-- begin Material for this exercise --

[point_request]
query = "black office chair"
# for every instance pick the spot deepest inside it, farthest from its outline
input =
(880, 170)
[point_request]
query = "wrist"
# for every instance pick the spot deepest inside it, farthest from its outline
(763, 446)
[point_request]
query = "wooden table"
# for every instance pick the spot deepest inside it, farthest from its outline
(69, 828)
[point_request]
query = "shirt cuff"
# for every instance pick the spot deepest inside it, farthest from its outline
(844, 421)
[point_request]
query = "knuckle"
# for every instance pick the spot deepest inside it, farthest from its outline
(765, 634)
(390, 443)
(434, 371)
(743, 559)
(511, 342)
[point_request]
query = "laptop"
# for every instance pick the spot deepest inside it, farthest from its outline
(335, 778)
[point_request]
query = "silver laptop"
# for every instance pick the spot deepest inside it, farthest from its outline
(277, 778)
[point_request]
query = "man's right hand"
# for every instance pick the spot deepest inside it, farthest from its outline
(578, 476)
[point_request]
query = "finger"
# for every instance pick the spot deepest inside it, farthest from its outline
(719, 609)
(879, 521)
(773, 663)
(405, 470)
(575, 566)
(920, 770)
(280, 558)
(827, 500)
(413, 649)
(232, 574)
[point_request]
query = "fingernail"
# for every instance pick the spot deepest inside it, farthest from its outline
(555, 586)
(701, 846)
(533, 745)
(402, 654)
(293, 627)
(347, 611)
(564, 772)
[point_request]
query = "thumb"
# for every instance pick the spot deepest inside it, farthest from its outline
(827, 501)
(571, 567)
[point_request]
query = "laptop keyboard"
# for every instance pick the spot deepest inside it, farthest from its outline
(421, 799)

-- end Material for this exercise --

### Set exercise
Return every entry exactly as given.

### Output for this exercise
[point_request]
query = "black office chair"
# for every instance pick the spot deepest inside it, farthest from its outline
input =
(880, 170)
[point_request]
query = "wrist"
# for every instance pick the spot deepest inside it, farthest from its outline
(763, 446)
[point_request]
query = "wooden table"
# for every instance pick the spot deepest inside it, farthest from its outline
(69, 828)
[point_request]
query = "shirt cuff"
# for every instance pick the spot deepest inside it, farthest from its outline
(844, 421)
[point_request]
query = "knuckle"
# for every instance pick the spot deepest inside it, farthest from its outline
(765, 634)
(390, 443)
(434, 371)
(743, 559)
(511, 342)
[point_request]
query = "laptop"
# for every instance pick the spot deepest inside it, farthest from its outline
(335, 778)
[point_request]
query = "silver laptop"
# for every instance pick the spot deepest inside it, farthest from its outline
(277, 778)
[point_request]
query = "man's right hand"
# for every instance pick the spot deepest inside it, farthest from its outline
(578, 476)
[point_request]
query = "finger"
# for every instance pick the spot deepest inside it, farthest from its outline
(719, 609)
(879, 521)
(773, 663)
(405, 470)
(575, 566)
(920, 770)
(280, 558)
(827, 500)
(413, 649)
(232, 574)
[point_request]
query = "fingernail"
# for every instance pick the spot deepest inside it, farthest from its outline
(555, 586)
(701, 846)
(533, 745)
(402, 654)
(293, 627)
(347, 611)
(564, 772)
[point_request]
query = "thumb"
# for every instance pick the spot deepest inside it, farthest from its outline
(827, 501)
(571, 567)
[point_request]
query = "laptop keyboard"
# for every instance pick the spot deepest inside it, farthest from its outline
(421, 799)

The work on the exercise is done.